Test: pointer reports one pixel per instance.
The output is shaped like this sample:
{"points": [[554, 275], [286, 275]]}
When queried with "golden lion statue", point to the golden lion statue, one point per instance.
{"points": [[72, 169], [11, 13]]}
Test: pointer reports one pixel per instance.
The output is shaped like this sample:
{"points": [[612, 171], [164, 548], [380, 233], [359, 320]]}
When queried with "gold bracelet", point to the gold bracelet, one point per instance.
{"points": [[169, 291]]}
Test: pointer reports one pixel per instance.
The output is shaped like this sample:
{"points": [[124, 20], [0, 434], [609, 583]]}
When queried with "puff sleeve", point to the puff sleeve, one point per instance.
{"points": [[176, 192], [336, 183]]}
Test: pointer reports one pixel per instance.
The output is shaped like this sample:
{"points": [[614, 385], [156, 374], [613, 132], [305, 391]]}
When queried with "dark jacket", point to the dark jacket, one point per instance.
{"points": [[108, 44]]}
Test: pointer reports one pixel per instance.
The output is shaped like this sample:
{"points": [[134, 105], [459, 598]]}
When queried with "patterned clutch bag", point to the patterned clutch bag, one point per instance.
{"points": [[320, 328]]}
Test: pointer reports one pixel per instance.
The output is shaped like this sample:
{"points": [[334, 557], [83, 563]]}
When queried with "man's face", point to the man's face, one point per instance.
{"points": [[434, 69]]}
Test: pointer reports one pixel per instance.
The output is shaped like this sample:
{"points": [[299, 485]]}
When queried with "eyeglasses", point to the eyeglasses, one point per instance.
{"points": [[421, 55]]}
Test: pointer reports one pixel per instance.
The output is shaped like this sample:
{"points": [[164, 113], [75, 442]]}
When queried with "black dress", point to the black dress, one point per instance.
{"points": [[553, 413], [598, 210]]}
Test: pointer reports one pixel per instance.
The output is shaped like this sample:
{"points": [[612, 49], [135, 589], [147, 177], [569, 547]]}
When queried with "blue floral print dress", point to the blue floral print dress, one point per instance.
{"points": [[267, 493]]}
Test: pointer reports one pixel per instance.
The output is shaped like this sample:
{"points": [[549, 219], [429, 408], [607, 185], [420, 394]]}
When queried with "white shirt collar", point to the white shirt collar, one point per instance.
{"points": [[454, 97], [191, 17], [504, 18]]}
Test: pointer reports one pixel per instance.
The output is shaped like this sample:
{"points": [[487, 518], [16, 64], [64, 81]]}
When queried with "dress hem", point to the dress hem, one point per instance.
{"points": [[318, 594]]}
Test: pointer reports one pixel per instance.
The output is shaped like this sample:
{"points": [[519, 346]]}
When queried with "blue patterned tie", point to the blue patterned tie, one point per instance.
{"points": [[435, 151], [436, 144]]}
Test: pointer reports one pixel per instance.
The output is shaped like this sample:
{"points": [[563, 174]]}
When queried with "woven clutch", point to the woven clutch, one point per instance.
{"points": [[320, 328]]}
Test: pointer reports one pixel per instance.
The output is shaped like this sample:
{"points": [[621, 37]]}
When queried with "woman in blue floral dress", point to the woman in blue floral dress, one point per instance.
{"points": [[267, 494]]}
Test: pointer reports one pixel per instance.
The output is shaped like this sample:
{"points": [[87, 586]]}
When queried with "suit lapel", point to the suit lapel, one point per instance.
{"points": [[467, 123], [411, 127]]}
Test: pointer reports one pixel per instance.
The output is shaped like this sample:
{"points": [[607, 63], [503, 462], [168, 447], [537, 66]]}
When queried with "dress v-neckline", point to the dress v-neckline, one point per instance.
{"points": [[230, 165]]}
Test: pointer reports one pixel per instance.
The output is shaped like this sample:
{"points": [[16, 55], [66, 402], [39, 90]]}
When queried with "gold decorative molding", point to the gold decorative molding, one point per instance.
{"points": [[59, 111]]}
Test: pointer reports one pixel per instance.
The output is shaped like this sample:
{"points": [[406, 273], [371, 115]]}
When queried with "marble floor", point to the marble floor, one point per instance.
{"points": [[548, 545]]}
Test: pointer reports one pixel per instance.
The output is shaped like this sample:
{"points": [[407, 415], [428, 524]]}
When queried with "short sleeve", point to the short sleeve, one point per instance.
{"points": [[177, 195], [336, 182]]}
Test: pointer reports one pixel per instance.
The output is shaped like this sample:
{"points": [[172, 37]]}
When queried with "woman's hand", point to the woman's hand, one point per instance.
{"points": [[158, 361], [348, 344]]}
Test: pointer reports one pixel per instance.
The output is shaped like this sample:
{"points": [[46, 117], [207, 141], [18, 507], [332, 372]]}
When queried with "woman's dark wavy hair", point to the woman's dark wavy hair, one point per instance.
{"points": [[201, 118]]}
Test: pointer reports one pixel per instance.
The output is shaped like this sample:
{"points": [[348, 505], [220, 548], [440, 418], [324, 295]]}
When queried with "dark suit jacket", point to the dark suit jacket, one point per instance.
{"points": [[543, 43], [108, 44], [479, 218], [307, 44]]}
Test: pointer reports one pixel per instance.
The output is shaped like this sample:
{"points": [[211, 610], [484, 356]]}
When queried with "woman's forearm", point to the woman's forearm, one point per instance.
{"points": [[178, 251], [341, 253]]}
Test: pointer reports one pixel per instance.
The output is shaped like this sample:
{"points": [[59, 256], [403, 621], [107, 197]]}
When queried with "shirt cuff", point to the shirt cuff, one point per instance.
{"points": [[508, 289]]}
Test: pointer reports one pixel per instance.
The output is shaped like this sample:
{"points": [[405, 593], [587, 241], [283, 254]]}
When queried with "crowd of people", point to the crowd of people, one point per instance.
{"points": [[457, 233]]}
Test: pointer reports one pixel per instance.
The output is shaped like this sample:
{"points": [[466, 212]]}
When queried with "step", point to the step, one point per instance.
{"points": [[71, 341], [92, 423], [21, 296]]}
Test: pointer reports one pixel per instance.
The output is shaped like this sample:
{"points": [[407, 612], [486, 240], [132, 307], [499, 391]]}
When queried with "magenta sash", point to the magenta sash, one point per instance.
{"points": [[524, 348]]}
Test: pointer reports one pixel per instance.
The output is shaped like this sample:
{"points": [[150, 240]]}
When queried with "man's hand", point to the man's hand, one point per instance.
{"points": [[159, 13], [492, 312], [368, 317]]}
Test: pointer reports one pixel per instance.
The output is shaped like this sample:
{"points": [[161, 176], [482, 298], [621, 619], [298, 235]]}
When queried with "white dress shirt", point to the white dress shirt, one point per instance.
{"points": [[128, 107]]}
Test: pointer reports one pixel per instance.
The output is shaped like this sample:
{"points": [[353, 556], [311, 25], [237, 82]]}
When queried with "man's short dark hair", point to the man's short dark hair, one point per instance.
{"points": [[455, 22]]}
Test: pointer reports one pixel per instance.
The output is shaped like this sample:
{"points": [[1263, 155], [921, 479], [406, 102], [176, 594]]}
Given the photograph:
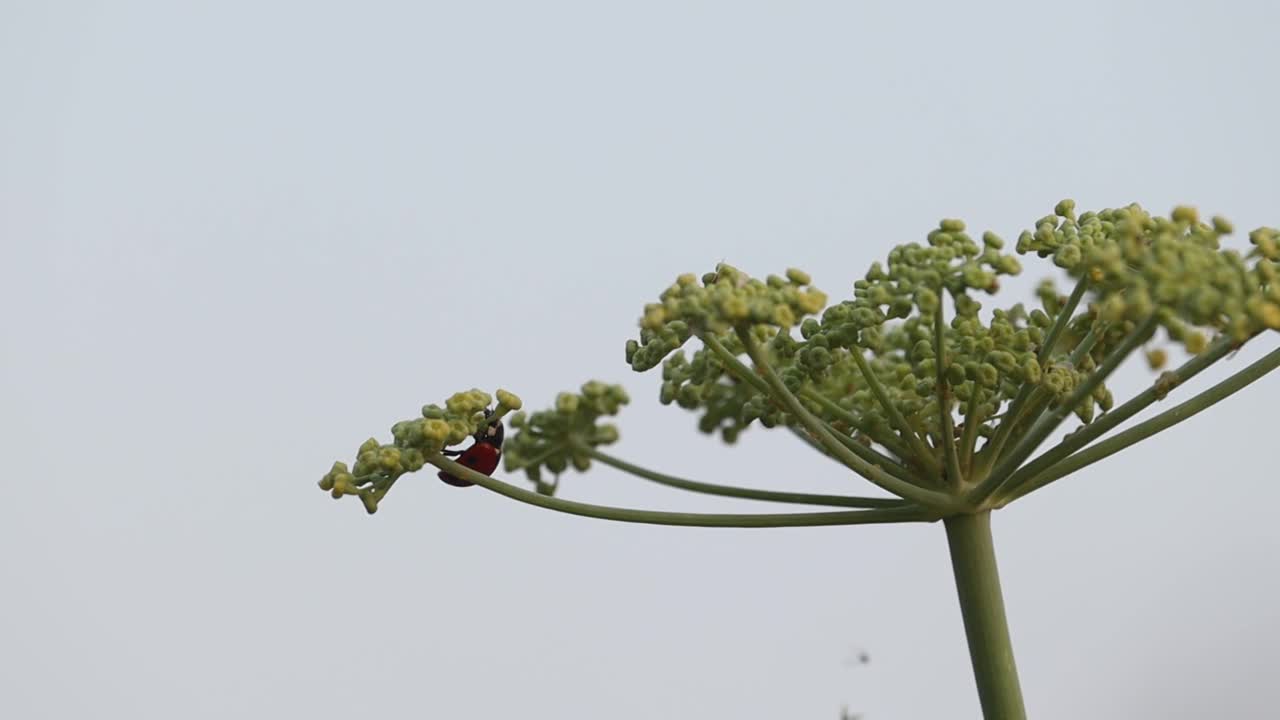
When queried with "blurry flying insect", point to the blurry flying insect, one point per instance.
{"points": [[858, 656], [481, 456]]}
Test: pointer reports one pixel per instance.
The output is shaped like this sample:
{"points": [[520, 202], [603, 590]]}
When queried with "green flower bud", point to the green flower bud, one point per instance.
{"points": [[508, 400], [799, 277]]}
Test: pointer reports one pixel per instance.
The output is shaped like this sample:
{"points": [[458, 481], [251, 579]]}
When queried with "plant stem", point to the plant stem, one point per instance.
{"points": [[1134, 405], [1064, 318], [821, 432], [746, 493], [922, 451], [973, 557], [991, 450], [746, 376], [1050, 422], [1144, 429], [686, 519], [946, 428]]}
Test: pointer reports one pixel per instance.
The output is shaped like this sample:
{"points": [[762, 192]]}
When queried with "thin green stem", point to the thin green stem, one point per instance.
{"points": [[1142, 431], [686, 519], [1064, 318], [922, 451], [972, 422], [947, 428], [890, 441], [992, 450], [982, 605], [744, 373], [1134, 405], [877, 475], [746, 493], [1054, 418]]}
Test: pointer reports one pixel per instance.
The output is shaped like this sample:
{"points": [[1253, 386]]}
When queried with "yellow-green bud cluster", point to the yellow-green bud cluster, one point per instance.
---
### OBJECTIVE
Return every line of the data that contains the string "sleeve".

### ANSWER TO THE EXERCISE
When queried with "puff sleeve", point to the puff sleeve, one point per instance.
When queried with "short sleeve", point to the short sleeve, one point per instance.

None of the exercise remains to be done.